• Short problem
Output all lines exactly.

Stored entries
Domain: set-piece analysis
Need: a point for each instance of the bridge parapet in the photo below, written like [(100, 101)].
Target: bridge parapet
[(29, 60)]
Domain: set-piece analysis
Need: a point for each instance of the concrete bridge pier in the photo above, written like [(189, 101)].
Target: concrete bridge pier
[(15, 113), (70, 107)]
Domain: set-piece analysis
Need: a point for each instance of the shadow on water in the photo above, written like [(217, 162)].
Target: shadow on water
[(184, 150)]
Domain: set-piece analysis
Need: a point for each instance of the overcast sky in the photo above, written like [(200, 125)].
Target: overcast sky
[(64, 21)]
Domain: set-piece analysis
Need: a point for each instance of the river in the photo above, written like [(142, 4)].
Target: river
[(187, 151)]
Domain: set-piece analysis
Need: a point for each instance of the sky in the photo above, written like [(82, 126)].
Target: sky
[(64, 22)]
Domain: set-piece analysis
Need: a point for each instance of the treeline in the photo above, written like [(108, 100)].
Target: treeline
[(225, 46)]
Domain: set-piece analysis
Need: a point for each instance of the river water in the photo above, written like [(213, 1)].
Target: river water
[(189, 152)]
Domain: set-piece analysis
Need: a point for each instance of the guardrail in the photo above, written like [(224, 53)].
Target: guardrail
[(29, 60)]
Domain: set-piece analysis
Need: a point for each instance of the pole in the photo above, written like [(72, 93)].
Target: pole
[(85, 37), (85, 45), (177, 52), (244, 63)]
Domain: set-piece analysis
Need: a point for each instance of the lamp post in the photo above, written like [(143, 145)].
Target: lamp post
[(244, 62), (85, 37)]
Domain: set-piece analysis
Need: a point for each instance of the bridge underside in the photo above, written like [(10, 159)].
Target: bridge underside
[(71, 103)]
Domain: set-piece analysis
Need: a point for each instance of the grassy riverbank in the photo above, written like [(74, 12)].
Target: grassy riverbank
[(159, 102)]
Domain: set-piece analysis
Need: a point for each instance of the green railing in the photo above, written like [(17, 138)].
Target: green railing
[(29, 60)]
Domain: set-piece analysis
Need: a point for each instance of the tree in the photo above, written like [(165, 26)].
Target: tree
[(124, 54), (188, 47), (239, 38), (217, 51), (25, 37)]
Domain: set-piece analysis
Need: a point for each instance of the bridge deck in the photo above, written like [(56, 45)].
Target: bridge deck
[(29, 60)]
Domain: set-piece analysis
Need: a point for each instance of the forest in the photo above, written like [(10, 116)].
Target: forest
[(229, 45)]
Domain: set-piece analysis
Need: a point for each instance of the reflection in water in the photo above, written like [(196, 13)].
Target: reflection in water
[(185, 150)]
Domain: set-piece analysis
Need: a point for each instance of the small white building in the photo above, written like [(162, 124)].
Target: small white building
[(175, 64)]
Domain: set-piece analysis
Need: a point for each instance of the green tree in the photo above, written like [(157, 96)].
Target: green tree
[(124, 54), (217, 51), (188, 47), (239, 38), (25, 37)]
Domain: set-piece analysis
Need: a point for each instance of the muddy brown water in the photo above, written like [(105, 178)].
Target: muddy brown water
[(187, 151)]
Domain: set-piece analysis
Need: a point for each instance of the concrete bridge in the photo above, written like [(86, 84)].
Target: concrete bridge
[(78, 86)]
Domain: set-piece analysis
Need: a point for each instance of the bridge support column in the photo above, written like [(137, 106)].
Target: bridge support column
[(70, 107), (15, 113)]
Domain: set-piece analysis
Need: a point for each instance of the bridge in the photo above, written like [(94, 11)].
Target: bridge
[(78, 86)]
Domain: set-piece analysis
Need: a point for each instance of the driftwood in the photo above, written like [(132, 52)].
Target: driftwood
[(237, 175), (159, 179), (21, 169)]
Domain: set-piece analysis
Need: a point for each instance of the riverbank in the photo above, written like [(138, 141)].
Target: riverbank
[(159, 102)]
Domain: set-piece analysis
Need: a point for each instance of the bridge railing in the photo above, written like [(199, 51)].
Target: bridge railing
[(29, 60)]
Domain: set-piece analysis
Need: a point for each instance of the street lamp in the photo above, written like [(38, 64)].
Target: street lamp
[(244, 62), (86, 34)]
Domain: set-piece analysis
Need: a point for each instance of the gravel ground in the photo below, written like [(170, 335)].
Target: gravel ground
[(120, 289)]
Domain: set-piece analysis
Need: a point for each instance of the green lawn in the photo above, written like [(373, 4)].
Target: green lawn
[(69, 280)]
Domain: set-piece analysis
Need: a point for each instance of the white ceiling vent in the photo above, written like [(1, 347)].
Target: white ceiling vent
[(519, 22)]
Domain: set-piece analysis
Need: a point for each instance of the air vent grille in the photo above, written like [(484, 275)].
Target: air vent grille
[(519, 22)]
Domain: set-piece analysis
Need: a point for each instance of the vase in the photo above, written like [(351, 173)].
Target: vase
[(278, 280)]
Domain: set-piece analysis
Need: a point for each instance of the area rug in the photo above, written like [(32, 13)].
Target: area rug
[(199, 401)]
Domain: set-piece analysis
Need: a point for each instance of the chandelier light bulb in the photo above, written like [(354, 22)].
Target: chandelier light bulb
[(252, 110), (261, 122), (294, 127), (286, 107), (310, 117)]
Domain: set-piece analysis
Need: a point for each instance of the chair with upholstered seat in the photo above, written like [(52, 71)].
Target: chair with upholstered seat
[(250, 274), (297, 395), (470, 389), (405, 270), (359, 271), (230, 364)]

• The response
Domain: set-piece analysis
Need: a point for each instance of the bridge parapet in the photo below, written like [(100, 101)].
Target: bridge parapet
[(29, 60)]
Domain: set-piece analysis
Need: a point for each instance of the concrete bridge pier in the photo above, written like [(189, 101)].
Target: concrete bridge pier
[(15, 113), (70, 107)]
Domain: set-piece analysis
Need: a point for each instance of the shadow on water in the photo above, written like [(217, 162)].
Target: shadow on water
[(184, 150)]
Domain: set-piece analysis
Need: a point for each instance of the overcast sky in the photo above, written like [(200, 125)].
Target: overcast sky
[(64, 21)]
Domain: set-piece analysis
Need: a point for each instance of the river in the photo above, written like [(142, 4)].
Target: river
[(187, 151)]
Domain: set-piece analysis
Need: a point for each instance of the sky in the photo above, written like [(82, 126)].
Target: sky
[(64, 22)]
Domain: set-piece analysis
Need: a point for each instance of the treeline in the photo above, written like [(108, 100)].
Target: treeline
[(225, 46)]
Domain: set-piece analysis
Need: a point for each instance of the river water in the photo above, written like [(213, 1)].
Target: river water
[(189, 152)]
Domain: set-piece analysis
Need: a point for each instance of the guardrail in the photo above, written like [(224, 53)].
Target: guardrail
[(29, 60)]
Domain: set-piece analysis
Need: a point for each instance of the pole in the photo above, written like [(72, 93)].
Target: pole
[(85, 37), (85, 45), (177, 52), (244, 63)]
Domain: set-piece analysis
Need: a point for each instance of the lamp post in the photo above, written like [(143, 145)].
Target: lamp post
[(244, 62), (85, 37)]
Domain: set-piece analysis
Need: a point for each instance of the bridge underside in the photo above, written like [(10, 159)].
Target: bridge underside
[(71, 103)]
Domain: set-piece analysis
Need: a point for each instance of the grassy riverbank in the photo above, written like [(74, 12)].
Target: grassy riverbank
[(159, 102)]
Domain: set-piece analysis
Need: a point for each instance of the green railing in the photo above, written like [(17, 138)].
Target: green railing
[(29, 60)]
Domain: set-piece analysis
Need: a point for each instance of the tree in the photo above, written like [(165, 26)].
Target: tree
[(124, 54), (188, 47), (239, 38), (217, 51), (25, 37)]
Domain: set-piece analysis
Need: a point for each instance of the bridge deck in the photo above, written like [(56, 45)].
Target: bridge deck
[(29, 60)]
Domain: set-piece analysis
Need: a point for each instance of the forest in the photo above, written like [(10, 116)].
Target: forest
[(229, 45)]
Domain: set-piece analysis
Need: a point for each instance of the reflection in water in the photo above, written like [(196, 13)].
Target: reflection in water
[(185, 150)]
Domain: set-piece analysis
Need: a point for each instance of the small white building in the photo above, written like [(162, 124)].
Target: small white building
[(175, 64)]
Domain: set-piece analysis
Need: a point for each instance of the green tree in the photo above, written like [(157, 96)].
Target: green tree
[(124, 54), (217, 51), (188, 47), (239, 38), (25, 37)]
Domain: set-piece analysis
Need: a point for each instance of the muddy brown water in the photo above, written like [(105, 178)].
Target: muddy brown water
[(187, 151)]
Domain: set-piece analysis
Need: a point for each instance of the concrete bridge in the photo above, written like [(86, 84)].
Target: concrete bridge
[(78, 86)]
Domain: set-piece analysis
Need: a point for each instance of the bridge support column in the photo above, written like [(137, 106)].
Target: bridge support column
[(70, 107), (15, 113)]
Domain: set-piece analysis
Need: a point for each instance of the bridge in the photo above, written like [(94, 11)].
Target: bridge
[(78, 86)]
Domain: set-piece analysis
Need: a point for each instance of the driftwood in the photo above, written like [(132, 52)].
Target: driftwood
[(237, 175), (159, 179), (21, 169)]
Domain: set-piece analysis
Need: a point for each instance of the riverbank in the photo above, written like [(138, 141)].
Target: riverbank
[(159, 102)]
Domain: set-piece analysis
Need: a point for each instance of the bridge railing in the photo above, written like [(199, 51)].
Target: bridge railing
[(29, 60)]
Domain: set-piece analysis
Need: a point for each instance of the street lamp in the photo above, written like [(38, 64)].
Target: street lamp
[(244, 62), (86, 34)]
Domain: set-piece analysis
Need: a point for each instance of the gravel ground in the photo below, written like [(170, 335)].
Target: gravel ground
[(120, 289)]
Domain: set-piece analysis
Need: a point for each instance of the green lawn in the photo above, written like [(373, 4)].
Target: green lawn
[(69, 280)]
Domain: set-piece analysis
Need: a point for each instance of the white ceiling vent in the photo above, written like [(1, 347)].
Target: white ceiling vent
[(519, 22)]
Domain: set-piece analysis
Need: a point for each instance of the air vent grille in the photo above, written like [(484, 275)].
Target: air vent grille
[(519, 22)]
Domain: set-piece analysis
Need: a point for each instance of the vase in the photo above, written like [(351, 173)].
Target: vase
[(278, 280)]
Domain: set-piece analysis
Need: a point for each instance of the area rug in the photo above, written like [(32, 13)].
Target: area rug
[(199, 401)]
Domain: set-piece analysis
Need: a point for each instance of the chandelier light bulb in the photo above, written like [(354, 22)].
Target: chandelier light bulb
[(252, 110), (261, 122), (294, 127), (286, 107), (310, 117)]
Domain: set-piece analysis
Need: a point for each instance of the chair with upholstered seat in the photo above, written like [(52, 71)].
Target: chair with upholstered seat
[(250, 274), (297, 395), (470, 389), (405, 270), (359, 271), (230, 364)]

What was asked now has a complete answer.